• _TASK PROMPT_: Repeat each record exactly as written, and drop any images.

• _MATERIAL PROVIDED_:
┄┄┄┄┄┄┄┄┄┄┄┄┄┄┄┄┄┄┄┄

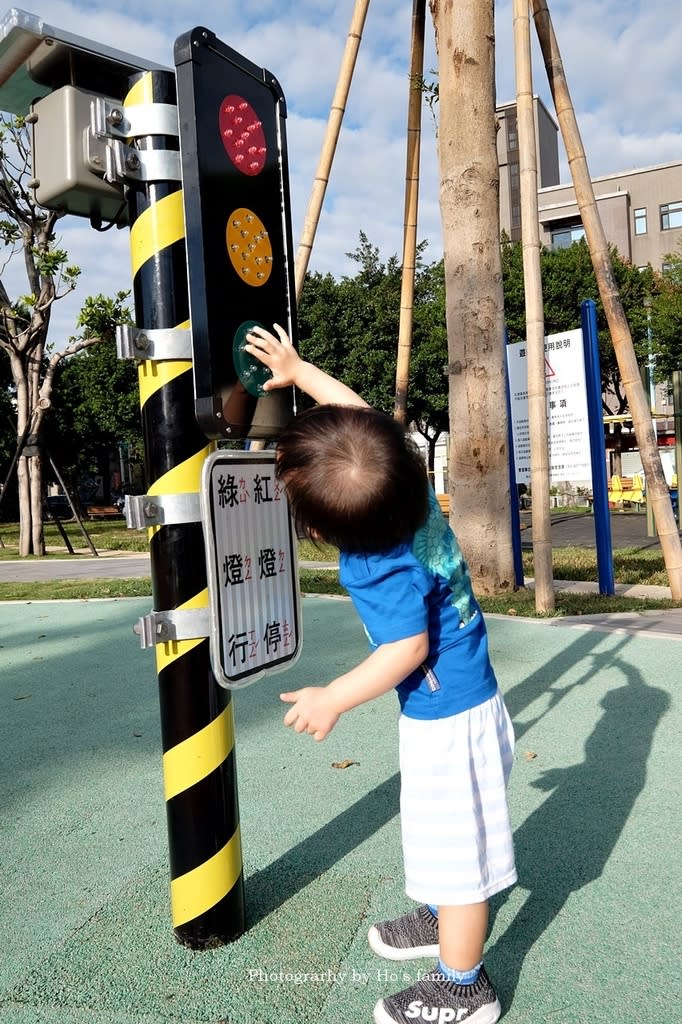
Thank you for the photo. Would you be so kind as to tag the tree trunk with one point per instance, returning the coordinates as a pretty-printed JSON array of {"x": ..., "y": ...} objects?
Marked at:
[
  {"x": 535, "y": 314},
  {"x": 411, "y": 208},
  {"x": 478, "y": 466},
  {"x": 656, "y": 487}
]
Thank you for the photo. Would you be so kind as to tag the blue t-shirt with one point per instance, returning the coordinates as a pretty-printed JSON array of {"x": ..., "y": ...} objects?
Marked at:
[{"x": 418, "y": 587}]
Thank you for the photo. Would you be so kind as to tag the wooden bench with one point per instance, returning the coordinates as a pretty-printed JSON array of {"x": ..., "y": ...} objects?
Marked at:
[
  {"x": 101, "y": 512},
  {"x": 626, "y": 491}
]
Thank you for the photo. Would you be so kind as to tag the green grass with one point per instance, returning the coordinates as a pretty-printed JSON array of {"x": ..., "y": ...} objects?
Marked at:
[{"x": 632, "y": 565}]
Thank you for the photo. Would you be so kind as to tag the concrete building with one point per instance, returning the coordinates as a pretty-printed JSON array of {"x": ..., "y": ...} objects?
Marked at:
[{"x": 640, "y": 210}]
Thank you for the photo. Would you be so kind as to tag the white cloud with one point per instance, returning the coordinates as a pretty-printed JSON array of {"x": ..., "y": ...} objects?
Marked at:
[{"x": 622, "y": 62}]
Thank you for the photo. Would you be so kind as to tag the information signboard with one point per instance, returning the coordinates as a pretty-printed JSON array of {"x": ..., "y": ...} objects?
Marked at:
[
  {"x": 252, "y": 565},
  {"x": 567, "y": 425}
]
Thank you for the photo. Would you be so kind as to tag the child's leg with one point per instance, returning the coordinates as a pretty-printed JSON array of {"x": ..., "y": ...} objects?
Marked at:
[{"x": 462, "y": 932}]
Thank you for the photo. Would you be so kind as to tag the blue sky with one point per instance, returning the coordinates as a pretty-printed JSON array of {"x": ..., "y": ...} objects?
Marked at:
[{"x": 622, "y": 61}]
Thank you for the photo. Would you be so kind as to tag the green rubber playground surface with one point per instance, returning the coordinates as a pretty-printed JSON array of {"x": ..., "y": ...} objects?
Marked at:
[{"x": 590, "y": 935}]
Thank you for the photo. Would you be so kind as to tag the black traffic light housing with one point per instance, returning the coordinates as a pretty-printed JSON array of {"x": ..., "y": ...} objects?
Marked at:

┄┄┄┄┄┄┄┄┄┄┄┄┄┄┄┄┄┄┄┄

• _SOLUTION TO THIS TASK_:
Thank you for the photo. Would you be so kind as to tag the tree trunk with one point per instance, returning the coordinates as a pretty-printed JSON array of {"x": ..., "y": ...} objects?
Marked at:
[
  {"x": 535, "y": 314},
  {"x": 411, "y": 208},
  {"x": 478, "y": 466},
  {"x": 656, "y": 487}
]
Thank you for the photo. Would you be so kind as to tag the blue t-shirt with one point per instance, returning the coordinates as a pretty-printed JSON array of {"x": ..., "y": ...} objects?
Marked at:
[{"x": 418, "y": 587}]
Thank you for the photo. Would you be so kind as to tag the wooden bench with one point per instance, returning the coordinates as a pretty-printed JSON array of {"x": ..., "y": ...} objects?
Marked at:
[
  {"x": 101, "y": 512},
  {"x": 626, "y": 491}
]
Thank you for the photo. Would you be so kind as to tag the green grass with one point per instance, returning the coordinates as a pretty-printed JSON array of {"x": ..., "y": ...} objects?
Marked at:
[{"x": 632, "y": 565}]
Thank you for the photo. Would you be so kind as to tag the concrete building with one point per instance, returning the coordinates as a pretty-printed JSON array of {"x": ..., "y": ...} objects?
Marked at:
[{"x": 640, "y": 210}]
Thank you for the photo. Would you be so kind as to tag the white cloud with one point per instance, returning the coordinates as a pretty-printed JSON array of {"x": ..., "y": ...} objects?
Marked at:
[{"x": 622, "y": 62}]
Thank you for the photo. Would you be so kind as to tag the information signboard with one point per instance, returning the coordinates as a pretty-printed JSON array of {"x": ..., "y": ...} objects?
Marked at:
[
  {"x": 252, "y": 565},
  {"x": 567, "y": 425}
]
Thank you for the photo. Would you be so kind as to tag the child's leg with one point per instance, returning the coordinates as a pretty-printed JSON array of {"x": ..., "y": ...} objects?
Marked at:
[{"x": 462, "y": 932}]
Thank you for the photo. Would you be so kind as to tag the blue sky with one point per instance, returning the coordinates as a pretty-printed JSON array of {"x": ..., "y": ...} objects?
Marked at:
[{"x": 622, "y": 61}]
Thank you for the photo. Would you be so kind as to tag the green rubber playground surface with one point per instance, returning the coordinates as a pretty-printed JSON array of {"x": ..., "y": ...} objects?
Marked at:
[{"x": 590, "y": 935}]
Thank you for the photo. Would you be so kind as to tag the black traffic light housing with one point per instance, returning the coordinates as a pretty-printed JSON array of {"x": ..., "y": ...} objects?
Marked at:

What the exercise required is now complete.